Begin Supplied entries
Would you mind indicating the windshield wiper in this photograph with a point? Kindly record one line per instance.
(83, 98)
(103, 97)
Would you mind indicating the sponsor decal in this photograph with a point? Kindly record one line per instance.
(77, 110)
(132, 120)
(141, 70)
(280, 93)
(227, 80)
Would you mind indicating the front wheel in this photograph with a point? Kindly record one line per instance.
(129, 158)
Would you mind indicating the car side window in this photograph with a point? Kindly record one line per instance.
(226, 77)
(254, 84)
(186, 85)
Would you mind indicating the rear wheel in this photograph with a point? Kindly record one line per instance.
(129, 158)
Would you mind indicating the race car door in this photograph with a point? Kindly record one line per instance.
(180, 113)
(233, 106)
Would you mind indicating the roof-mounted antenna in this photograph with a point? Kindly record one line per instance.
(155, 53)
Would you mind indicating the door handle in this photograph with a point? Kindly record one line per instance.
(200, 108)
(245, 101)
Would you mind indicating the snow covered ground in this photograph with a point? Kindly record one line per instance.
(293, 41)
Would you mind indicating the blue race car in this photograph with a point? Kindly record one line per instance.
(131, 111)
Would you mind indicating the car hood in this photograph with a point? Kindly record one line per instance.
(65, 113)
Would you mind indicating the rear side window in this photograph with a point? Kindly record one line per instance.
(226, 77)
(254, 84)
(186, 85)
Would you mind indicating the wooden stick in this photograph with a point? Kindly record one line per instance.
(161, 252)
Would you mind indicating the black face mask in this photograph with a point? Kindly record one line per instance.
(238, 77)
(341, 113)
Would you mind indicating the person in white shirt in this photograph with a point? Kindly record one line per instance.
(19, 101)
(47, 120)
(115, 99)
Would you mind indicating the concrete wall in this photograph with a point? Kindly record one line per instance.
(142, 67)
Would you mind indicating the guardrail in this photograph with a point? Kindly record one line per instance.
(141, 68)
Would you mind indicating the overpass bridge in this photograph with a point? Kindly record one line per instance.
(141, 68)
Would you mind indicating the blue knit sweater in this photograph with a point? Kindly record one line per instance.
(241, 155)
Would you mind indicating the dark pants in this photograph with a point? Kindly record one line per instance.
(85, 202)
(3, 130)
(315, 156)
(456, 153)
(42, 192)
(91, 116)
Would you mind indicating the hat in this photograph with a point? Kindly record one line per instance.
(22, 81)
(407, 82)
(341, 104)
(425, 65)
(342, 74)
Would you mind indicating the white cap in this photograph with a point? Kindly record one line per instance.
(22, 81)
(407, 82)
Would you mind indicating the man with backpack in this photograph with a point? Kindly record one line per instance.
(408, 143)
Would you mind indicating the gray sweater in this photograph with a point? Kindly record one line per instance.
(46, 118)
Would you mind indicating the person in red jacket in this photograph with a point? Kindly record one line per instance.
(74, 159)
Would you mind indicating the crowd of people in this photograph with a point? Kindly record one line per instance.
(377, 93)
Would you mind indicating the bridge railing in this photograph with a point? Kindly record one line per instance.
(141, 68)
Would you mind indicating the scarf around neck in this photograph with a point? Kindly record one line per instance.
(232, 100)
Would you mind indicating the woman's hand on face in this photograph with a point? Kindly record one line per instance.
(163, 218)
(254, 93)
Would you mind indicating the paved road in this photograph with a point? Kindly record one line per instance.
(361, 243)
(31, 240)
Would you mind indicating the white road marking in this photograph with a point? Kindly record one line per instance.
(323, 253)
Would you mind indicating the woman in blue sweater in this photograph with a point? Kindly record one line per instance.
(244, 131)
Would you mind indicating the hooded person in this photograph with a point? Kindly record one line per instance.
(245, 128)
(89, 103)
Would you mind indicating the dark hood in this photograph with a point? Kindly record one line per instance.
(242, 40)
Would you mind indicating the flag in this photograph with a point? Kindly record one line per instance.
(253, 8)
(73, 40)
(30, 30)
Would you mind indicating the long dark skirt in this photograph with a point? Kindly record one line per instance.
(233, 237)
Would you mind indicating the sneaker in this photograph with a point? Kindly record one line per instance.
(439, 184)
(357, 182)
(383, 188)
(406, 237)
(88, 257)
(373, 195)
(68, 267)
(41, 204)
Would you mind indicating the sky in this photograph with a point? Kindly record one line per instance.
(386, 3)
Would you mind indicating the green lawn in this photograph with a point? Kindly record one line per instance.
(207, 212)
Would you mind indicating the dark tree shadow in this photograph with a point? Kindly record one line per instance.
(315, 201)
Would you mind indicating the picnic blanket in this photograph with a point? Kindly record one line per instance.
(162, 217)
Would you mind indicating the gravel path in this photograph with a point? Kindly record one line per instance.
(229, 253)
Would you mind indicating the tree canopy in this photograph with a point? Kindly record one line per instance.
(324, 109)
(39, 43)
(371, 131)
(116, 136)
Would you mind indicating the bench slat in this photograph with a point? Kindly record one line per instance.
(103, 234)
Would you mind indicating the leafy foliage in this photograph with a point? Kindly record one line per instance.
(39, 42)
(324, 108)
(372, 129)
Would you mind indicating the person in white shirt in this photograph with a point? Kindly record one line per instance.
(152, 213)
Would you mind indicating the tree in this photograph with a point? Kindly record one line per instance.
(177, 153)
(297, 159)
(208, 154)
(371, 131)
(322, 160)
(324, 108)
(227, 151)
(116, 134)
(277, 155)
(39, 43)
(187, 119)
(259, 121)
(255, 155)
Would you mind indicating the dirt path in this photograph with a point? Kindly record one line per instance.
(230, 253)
End Supplied entries
Task statement
Transcribe the material above in its entirety. Match it exactly.

Final answer
Would you mind indicating the windshield wiper in this photograph with a point? Kindly record one line per instance.
(83, 98)
(103, 97)
Would you mind indicating the sponsor decal in this photograph with a point? Kindly record one line per instance.
(77, 110)
(132, 120)
(141, 70)
(280, 93)
(227, 80)
Would you mind indicating the front wheel in this photograph with a point? Kindly record one line per instance.
(129, 158)
Would you mind indicating the car side window in this photograph with a point? Kindly record one line per instance.
(226, 77)
(254, 84)
(186, 85)
Would you mind indicating the rear wheel in this photograph with a point? Kindly record one line per instance.
(129, 158)
Would you mind indicating the race car door in this photograph with a point? Kindly record one line per instance.
(180, 113)
(233, 106)
Would you mind indicating the roof-mounted antenna in this photograph with a point? Kindly record one line per instance.
(155, 53)
Would you mind indicating the door handle in this photograph with a point? Kindly record one line per instance.
(200, 108)
(245, 101)
Would you mind indicating the snow covered ground in this photograph with a point? Kindly record one line per instance.
(293, 41)
Would you mind indicating the blue race car in this photograph with a point? Kindly record one line per instance.
(131, 111)
Would you mind indicating the car hood in this photograph with a point? Kindly record one line per instance.
(65, 113)
Would you mind indicating the rear side window in this photograph with a point? Kindly record one line per instance.
(226, 77)
(254, 84)
(186, 85)
Would you mind indicating the wooden stick in this photograph with a point? Kindly record one line per instance.
(161, 252)
Would you mind indicating the black face mask in this photograph with a point? Kindly record one line per instance.
(238, 77)
(341, 113)
Would you mind indicating the person in white shirt in this photograph with a point? Kindly record one line per instance.
(19, 101)
(47, 120)
(115, 99)
Would you mind indicating the concrete wall in this photograph with a point? Kindly record one line per instance.
(142, 67)
Would you mind indicating the guardrail in this photograph with a point? Kindly record one line per instance.
(141, 68)
Would you mind indicating the overpass bridge in this photograph with a point? Kindly record one line per instance.
(141, 68)
Would you mind indicating the blue knit sweater in this photograph with a point? Kindly record one line per instance.
(241, 155)
Would you mind indicating the dark pants in this photograph with a point? Kindly record one line per instance.
(85, 202)
(3, 130)
(315, 156)
(456, 153)
(42, 192)
(91, 116)
Would you mind indicating the hat in this photograph with a point? Kindly record one line per instance.
(22, 81)
(407, 82)
(341, 104)
(425, 65)
(342, 74)
Would you mind indicating the white cap in this photograph with a point? Kindly record one line per instance.
(22, 81)
(407, 82)
Would you mind indicating the man with backpack in this photograph with a point? Kindly record one line per instance.
(408, 143)
Would you mind indicating the gray sweater in this photograph with a point? Kindly record one line per instance.
(46, 118)
Would you mind indicating the person in red jacket in this photograph with a point? Kindly record one line per instance.
(74, 159)
Would you mind indicating the crowd of people in this photograph with a point? Kindly record one line per instance.
(377, 93)
Would you mind indicating the bridge railing in this photograph with a point? Kindly record one line per instance.
(141, 68)
Would you mind indicating the scarf around neck in this photograph with a point? Kindly record one line per instance.
(232, 100)
Would you mind indicating the woman's hand on face in this photograph with a point? Kindly record one line per instance.
(163, 218)
(254, 93)
Would you mind indicating the paved road in this photograph with a point? Kindly record one line per instance.
(361, 243)
(31, 240)
Would you mind indicating the white road marking in this photograph with a point? Kindly record one line per instance.
(323, 253)
Would you mind indicating the woman in blue sweater in this photograph with a point? Kindly record one line per instance.
(244, 131)
Would you mind indicating the hooded person in this photograph with a point? Kindly record one line per instance.
(245, 128)
(89, 103)
Would you mind indicating the dark hood in this photograph with a point? Kindly record one line per instance.
(242, 40)
Would you mind indicating the flag in this photograph with a point? Kindly record one line per instance.
(253, 8)
(73, 40)
(30, 30)
Would you mind indicating the long dark skirt in this photograph with a point? Kindly record one line per instance.
(233, 237)
Would you mind indicating the sneaker in this photograph with a point? Kindly record one line per instance.
(439, 184)
(357, 182)
(383, 188)
(406, 237)
(88, 257)
(373, 195)
(68, 267)
(41, 204)
Would you mind indicating the sky in this photograph with a point? Kindly record one line per instance.
(386, 3)
Would you mind indicating the green lawn in this photograph with a point? Kindly record one line per instance.
(207, 212)
Would you mind indicating the dark tree shadow in this photograph with a point? Kindly record one line per instance.
(315, 201)
Would you mind indicating the picnic blanket in this photograph with a point? Kindly record one line per instance.
(162, 217)
Would you mind indicating the gravel path in this photograph with a point? Kindly record one line per instance.
(229, 253)
Would you mind indicating the tree canopy in this photograph with a point? Kindly record one line per instance.
(324, 109)
(39, 43)
(371, 131)
(116, 136)
Would you mind indicating the bench slat in this photograph with a point? Kindly record one line per instance.
(103, 234)
Would you mind indicating the leafy foliage in this photograph with a point? Kindly record one line per instance.
(39, 42)
(324, 108)
(372, 129)
Would you mind indicating the person in white shirt in this photograph with a point? Kindly record one line per instance.
(152, 213)
Would you mind indicating the tree in this photograph with a point? Kindly record one line per instance.
(177, 153)
(297, 159)
(208, 154)
(371, 131)
(322, 160)
(324, 108)
(227, 151)
(116, 134)
(277, 155)
(39, 43)
(187, 119)
(259, 121)
(255, 155)
Would you mind indicating the dirt path in this photograph with a point? Kindly record one line per instance.
(230, 253)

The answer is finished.